### TEXT SEGMENT
* * *

Abstract
Fused deposition modeling (FDM), a material extrusion additive manufacturing process, has emerged as a method of choice for the fabrication of polymeric tissue engineering scaffolds. The FDM process is intrinsically complex, consisting of a multitude of parameters; in addition, there are material-machine-process interactions, which inevitably influence the mechanical properties, the surface morphology, and ultimately the functional integrity of fabricated bone structures. Consequently, physics-based process characterization and optimization in the FDM process is a burgeoning need. The overarching goal of this research work is to fabricate patient-specific, biocompatible, and biodegradable bone scaffolds for the treatment of osseous defects, fractures, and diseases. In pursuit of this goal, the objectives are to: (i) investigate the influence of consequential parameters of FDM on the functional properties of fabricated femur bone structures; and (ii) investigate the underlying physical phenomena behind the experimental observations using a computational finite-element model.
In this study, biocompatible femur bone structures were FDM-deposited, based on a medical-grade polymer composite, composed of polyamide, polyolefin, and cellulose fibers. A new test specimen was designed, based on an X-ray micro-CT scan of a femur bone as well as the ASTM D638-14 (Type II) standard. In addition, the experimental characterization was on the basis of a cascade approach, composed of the following experimental deigns: (i) fractional-factorial design, utilized for factor screening and identification of consequential process parameters; (ii) Taguchi design, utilized for process optimization. Besides, a computational finite-element model was forwarded to investigate the underlying physical phenomena behind the experimental observations.

* * *

### ACTIONS TO TAKE
**1.** Answer these questions from the abstract:
(a) Which three components make up the medical-grade polymer composite?
(b) Besides an X-ray micro-CT scan of a femur bone, what standard was the new test specimen based on?
(c) What was the Taguchi design used for?
**2.** Please decide whether each statement agrees with the abstract. Answer yes or no, and quote the words that settle it.
(a) The fractional-factorial design was used for process optimization.
(b) A computational finite-element model was used to look into the physical phenomena behind the experimental observations.
(c) The research aims to produce bone scaffolds that are not biodegradable.
**3.** Return the part of the abstract between "In this study, biocompatible" and "the experimental observations.", inclusive.

### GIVEN DATA
* * *

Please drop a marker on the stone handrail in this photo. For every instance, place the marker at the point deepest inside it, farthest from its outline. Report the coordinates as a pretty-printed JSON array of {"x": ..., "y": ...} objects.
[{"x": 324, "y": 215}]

* * *

### RESULTS FOR THE EXERCISE
**1.**
(a) Polyamide, polyolefin, and cellulose fibers.
(b) The ASTM D638-14 (Type II) standard.
(c) Process optimization.

**2.**
(a) No: "fractional-factorial design, utilized for factor screening and identification of consequential process parameters"
(b) Yes: "a computational finite-element model was forwarded to investigate the underlying physical phenomena behind the experimental observations"
(c) No: "patient-specific, biocompatible, and biodegradable bone scaffolds"

**3.**
In this study, biocompatible femur bone structures were FDM-deposited, based on a medical-grade polymer composite, composed of polyamide, polyolefin, and cellulose fibers. A new test specimen was designed, based on an X-ray micro-CT scan of a femur bone as well as the ASTM D638-14 (Type II) standard. In addition, the experimental characterization was on the basis of a cascade approach, composed of the following experimental deigns: (i) fractional-factorial design, utilized for factor screening and identification of consequential process parameters; (ii) Taguchi design, utilized for process optimization. Besides, a computational finite-element model was forwarded to investigate the underlying physical phenomena behind the experimental observations.